[Record list]
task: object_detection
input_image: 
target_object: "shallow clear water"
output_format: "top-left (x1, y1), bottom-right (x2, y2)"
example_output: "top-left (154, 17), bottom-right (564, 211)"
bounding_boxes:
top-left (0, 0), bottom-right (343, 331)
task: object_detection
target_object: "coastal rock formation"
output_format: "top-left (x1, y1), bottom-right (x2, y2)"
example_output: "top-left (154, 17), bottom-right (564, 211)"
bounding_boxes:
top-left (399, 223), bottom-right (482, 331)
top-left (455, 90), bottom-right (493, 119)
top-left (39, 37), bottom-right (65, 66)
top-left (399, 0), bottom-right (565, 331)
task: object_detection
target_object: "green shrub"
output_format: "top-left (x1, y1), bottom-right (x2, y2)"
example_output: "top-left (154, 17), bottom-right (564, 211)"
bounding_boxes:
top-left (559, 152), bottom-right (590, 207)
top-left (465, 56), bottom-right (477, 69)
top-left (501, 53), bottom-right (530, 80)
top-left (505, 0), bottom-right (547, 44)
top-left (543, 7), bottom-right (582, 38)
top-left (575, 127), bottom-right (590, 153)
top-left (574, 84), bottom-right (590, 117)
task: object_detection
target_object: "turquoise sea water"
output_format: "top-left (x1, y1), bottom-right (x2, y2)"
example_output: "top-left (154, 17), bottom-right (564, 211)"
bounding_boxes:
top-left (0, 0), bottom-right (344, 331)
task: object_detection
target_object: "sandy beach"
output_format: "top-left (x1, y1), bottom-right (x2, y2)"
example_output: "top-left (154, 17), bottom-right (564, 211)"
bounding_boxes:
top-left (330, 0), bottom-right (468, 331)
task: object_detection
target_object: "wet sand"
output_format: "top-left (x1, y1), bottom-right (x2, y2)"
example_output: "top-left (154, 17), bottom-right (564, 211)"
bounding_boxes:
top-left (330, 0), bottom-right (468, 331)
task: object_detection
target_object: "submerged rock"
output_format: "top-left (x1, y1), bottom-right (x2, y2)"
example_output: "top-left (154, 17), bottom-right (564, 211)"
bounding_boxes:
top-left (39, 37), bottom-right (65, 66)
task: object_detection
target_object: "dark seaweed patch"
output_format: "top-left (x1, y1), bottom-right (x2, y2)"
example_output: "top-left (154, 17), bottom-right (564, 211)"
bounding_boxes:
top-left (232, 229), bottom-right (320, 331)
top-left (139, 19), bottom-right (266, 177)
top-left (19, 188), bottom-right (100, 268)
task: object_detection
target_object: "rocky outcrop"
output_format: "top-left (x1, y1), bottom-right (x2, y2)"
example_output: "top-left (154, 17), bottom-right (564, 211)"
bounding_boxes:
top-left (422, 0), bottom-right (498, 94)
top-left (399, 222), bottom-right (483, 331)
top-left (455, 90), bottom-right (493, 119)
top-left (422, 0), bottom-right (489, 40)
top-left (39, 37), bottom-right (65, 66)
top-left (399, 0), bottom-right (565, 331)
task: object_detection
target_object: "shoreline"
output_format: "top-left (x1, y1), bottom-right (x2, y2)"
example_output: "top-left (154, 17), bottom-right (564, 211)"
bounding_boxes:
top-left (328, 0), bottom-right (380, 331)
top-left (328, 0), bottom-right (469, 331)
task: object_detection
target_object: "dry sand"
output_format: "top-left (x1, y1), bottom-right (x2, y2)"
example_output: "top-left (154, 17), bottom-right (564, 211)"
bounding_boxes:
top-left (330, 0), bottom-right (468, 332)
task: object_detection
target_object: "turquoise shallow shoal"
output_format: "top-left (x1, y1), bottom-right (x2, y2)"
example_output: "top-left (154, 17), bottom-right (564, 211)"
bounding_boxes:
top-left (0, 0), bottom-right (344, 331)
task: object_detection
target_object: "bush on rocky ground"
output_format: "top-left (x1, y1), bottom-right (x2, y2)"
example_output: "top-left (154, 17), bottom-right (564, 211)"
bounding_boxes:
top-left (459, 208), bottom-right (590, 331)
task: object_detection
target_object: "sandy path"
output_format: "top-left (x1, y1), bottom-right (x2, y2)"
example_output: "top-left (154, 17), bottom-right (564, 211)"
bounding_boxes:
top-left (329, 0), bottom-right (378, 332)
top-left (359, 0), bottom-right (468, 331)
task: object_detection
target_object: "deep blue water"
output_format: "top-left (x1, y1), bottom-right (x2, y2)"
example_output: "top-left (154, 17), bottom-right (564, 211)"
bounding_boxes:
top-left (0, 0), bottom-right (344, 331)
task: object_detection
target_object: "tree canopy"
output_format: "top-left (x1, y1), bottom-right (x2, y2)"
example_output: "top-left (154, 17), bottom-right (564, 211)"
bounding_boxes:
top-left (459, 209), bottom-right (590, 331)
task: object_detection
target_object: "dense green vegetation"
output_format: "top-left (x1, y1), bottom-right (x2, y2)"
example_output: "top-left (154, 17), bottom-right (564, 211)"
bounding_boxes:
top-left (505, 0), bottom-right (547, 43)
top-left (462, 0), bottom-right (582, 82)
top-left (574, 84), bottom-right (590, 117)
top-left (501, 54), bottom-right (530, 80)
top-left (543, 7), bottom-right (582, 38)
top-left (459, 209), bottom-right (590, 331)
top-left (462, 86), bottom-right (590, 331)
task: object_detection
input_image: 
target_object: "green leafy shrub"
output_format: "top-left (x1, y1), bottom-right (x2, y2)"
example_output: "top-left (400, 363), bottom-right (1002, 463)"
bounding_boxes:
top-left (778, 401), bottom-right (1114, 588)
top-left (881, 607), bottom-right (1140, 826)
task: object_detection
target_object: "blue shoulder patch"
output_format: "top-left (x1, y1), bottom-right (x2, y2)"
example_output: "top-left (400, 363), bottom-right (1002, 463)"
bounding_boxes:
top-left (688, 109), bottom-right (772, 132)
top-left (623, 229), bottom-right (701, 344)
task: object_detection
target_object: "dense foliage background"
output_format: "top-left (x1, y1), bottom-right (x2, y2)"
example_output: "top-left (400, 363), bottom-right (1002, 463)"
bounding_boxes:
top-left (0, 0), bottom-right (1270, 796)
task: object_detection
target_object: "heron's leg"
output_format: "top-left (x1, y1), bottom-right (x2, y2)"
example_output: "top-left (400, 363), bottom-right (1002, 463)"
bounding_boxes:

[Exercise]
Copy out every line of the records above word for word, from the first line to the last, without changing anything.

[Final result]
task: object_detection
input_image: 
target_object: "shallow clear water"
output_format: "top-left (x1, y1), bottom-right (x2, y2)"
example_output: "top-left (154, 17), bottom-right (564, 211)"
bounding_boxes:
top-left (0, 0), bottom-right (343, 331)
task: object_detection
target_object: "coastal rock formation"
output_format: "top-left (x1, y1), bottom-right (x2, y2)"
example_output: "top-left (154, 17), bottom-right (564, 211)"
bounding_boxes:
top-left (399, 223), bottom-right (482, 331)
top-left (455, 90), bottom-right (493, 119)
top-left (39, 37), bottom-right (65, 66)
top-left (399, 0), bottom-right (565, 331)
task: object_detection
target_object: "green shrub"
output_format: "top-left (x1, y1), bottom-right (x2, y2)"
example_output: "top-left (154, 17), bottom-right (564, 211)"
bounding_boxes:
top-left (559, 152), bottom-right (590, 207)
top-left (465, 56), bottom-right (477, 69)
top-left (501, 53), bottom-right (530, 80)
top-left (505, 0), bottom-right (547, 44)
top-left (543, 7), bottom-right (582, 38)
top-left (575, 127), bottom-right (590, 153)
top-left (574, 84), bottom-right (590, 117)
task: object_detection
target_object: "turquoise sea water"
output_format: "top-left (x1, y1), bottom-right (x2, y2)"
example_output: "top-left (154, 17), bottom-right (564, 211)"
bounding_boxes:
top-left (0, 0), bottom-right (344, 331)
task: object_detection
target_object: "sandy beach"
output_format: "top-left (x1, y1), bottom-right (x2, y2)"
example_output: "top-left (154, 17), bottom-right (564, 211)"
bounding_boxes:
top-left (330, 0), bottom-right (468, 331)
task: object_detection
target_object: "wet sand"
output_format: "top-left (x1, y1), bottom-right (x2, y2)"
example_output: "top-left (154, 17), bottom-right (564, 211)"
bounding_boxes:
top-left (330, 0), bottom-right (468, 331)
task: object_detection
target_object: "submerged rock"
output_format: "top-left (x1, y1), bottom-right (x2, y2)"
example_output: "top-left (154, 17), bottom-right (564, 211)"
bounding_boxes:
top-left (39, 37), bottom-right (65, 66)
task: object_detection
target_object: "dark seaweed patch"
output_format: "top-left (x1, y1), bottom-right (x2, y2)"
example_output: "top-left (154, 17), bottom-right (564, 211)"
bounding_boxes:
top-left (232, 229), bottom-right (320, 331)
top-left (139, 19), bottom-right (266, 177)
top-left (19, 188), bottom-right (100, 268)
task: object_detection
target_object: "rocky outcrop"
output_format: "top-left (x1, y1), bottom-right (x2, y2)"
example_output: "top-left (154, 17), bottom-right (564, 211)"
bounding_boxes:
top-left (422, 0), bottom-right (498, 94)
top-left (399, 222), bottom-right (483, 331)
top-left (455, 90), bottom-right (493, 119)
top-left (422, 0), bottom-right (489, 40)
top-left (39, 37), bottom-right (65, 66)
top-left (399, 0), bottom-right (565, 331)
task: object_detection
target_object: "shoreline"
output_format: "top-left (x1, y1), bottom-right (x2, y2)"
example_output: "top-left (154, 17), bottom-right (564, 211)"
bounding_boxes:
top-left (328, 0), bottom-right (380, 331)
top-left (328, 0), bottom-right (469, 331)
task: object_detection
target_object: "dry sand"
output_format: "top-left (x1, y1), bottom-right (x2, y2)"
example_output: "top-left (154, 17), bottom-right (564, 211)"
bounding_boxes:
top-left (330, 0), bottom-right (468, 332)
task: object_detection
target_object: "turquoise shallow shoal"
output_format: "top-left (x1, y1), bottom-right (x2, y2)"
example_output: "top-left (154, 17), bottom-right (564, 211)"
bounding_boxes:
top-left (0, 0), bottom-right (344, 331)
task: object_detection
target_object: "bush on rocky ground"
output_format: "top-left (x1, y1), bottom-right (x2, y2)"
example_output: "top-left (154, 17), bottom-right (564, 211)"
bounding_boxes:
top-left (459, 208), bottom-right (590, 331)
task: object_detection
target_object: "sandy path"
output_format: "top-left (x1, y1), bottom-right (x2, y2)"
example_output: "top-left (154, 17), bottom-right (564, 211)"
bounding_boxes:
top-left (329, 0), bottom-right (378, 332)
top-left (359, 0), bottom-right (468, 331)
task: object_detection
target_object: "deep blue water"
output_format: "top-left (x1, y1), bottom-right (x2, y2)"
example_output: "top-left (154, 17), bottom-right (564, 211)"
bounding_boxes:
top-left (0, 0), bottom-right (344, 331)
task: object_detection
target_object: "tree canopy"
output_format: "top-left (x1, y1), bottom-right (x2, y2)"
example_output: "top-left (154, 17), bottom-right (564, 211)"
bounding_boxes:
top-left (459, 209), bottom-right (590, 331)
task: object_detection
target_object: "dense green vegetation"
output_format: "top-left (x1, y1), bottom-right (x2, y2)"
example_output: "top-left (154, 17), bottom-right (564, 211)"
bounding_boxes:
top-left (505, 0), bottom-right (547, 43)
top-left (462, 0), bottom-right (582, 82)
top-left (574, 84), bottom-right (590, 117)
top-left (501, 54), bottom-right (530, 80)
top-left (543, 7), bottom-right (582, 38)
top-left (459, 209), bottom-right (590, 331)
top-left (462, 86), bottom-right (590, 331)
task: object_detection
input_image: 
target_object: "green leafy shrub"
output_format: "top-left (x1, y1), bottom-right (x2, y2)"
example_output: "top-left (400, 363), bottom-right (1002, 463)"
bounding_boxes:
top-left (778, 401), bottom-right (1114, 588)
top-left (881, 607), bottom-right (1140, 826)
task: object_detection
target_object: "blue shoulder patch"
output_format: "top-left (x1, y1), bottom-right (x2, y2)"
example_output: "top-left (400, 363), bottom-right (1002, 463)"
bounding_boxes:
top-left (688, 109), bottom-right (772, 132)
top-left (623, 229), bottom-right (701, 344)
task: object_detection
target_object: "dense foliage background"
output_format: "top-left (x1, y1), bottom-right (x2, y2)"
example_output: "top-left (400, 363), bottom-right (1002, 463)"
bounding_boxes:
top-left (0, 0), bottom-right (1270, 796)
task: object_detection
target_object: "heron's leg"
output_format: "top-left (x1, y1), bottom-right (x2, y2)"
example_output: "top-left (400, 363), bottom-right (1002, 463)"
bounding_boxes:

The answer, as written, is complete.